DIRECTIONS:
Please set down only the lines between the line containing "mask as (x, y), one per line" and the end of the records, inclusive, exactly as they stand.

Data items
■ ■ ■ ■

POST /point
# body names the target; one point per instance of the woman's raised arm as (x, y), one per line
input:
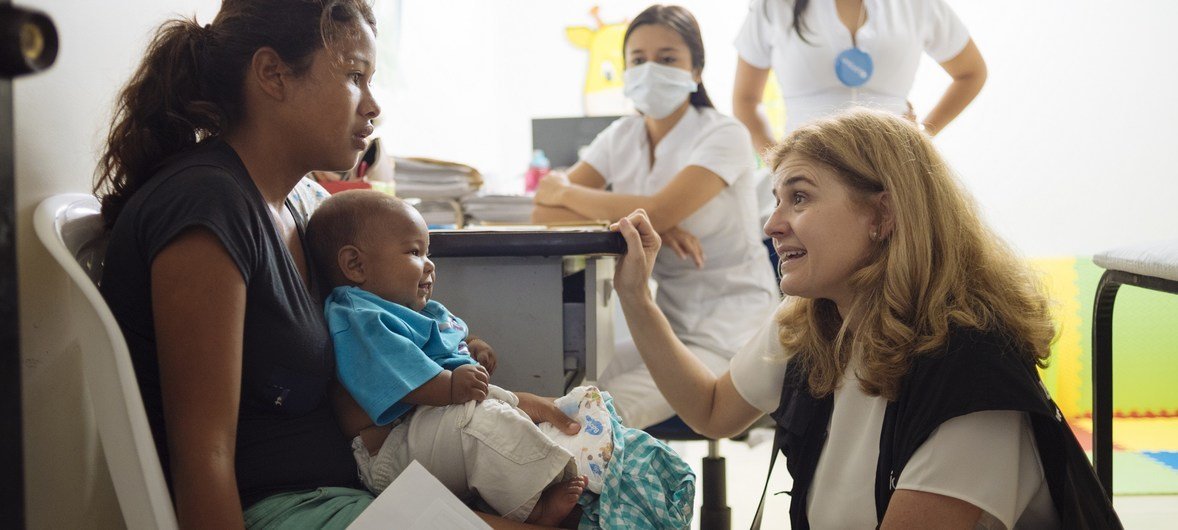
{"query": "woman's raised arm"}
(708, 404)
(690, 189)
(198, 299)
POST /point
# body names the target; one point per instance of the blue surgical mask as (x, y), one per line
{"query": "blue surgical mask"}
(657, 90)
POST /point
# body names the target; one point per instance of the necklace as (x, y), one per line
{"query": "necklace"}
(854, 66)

■ ■ ■ ■

FINISHED TASK:
# body names the target; one point per instance of the blue surgical mask as (x, y), one per line
{"query": "blue surgical mask"}
(657, 90)
POST /point
# body names the target; one point per instance of the necklace as (x, y), one per line
{"query": "necklace"}
(854, 66)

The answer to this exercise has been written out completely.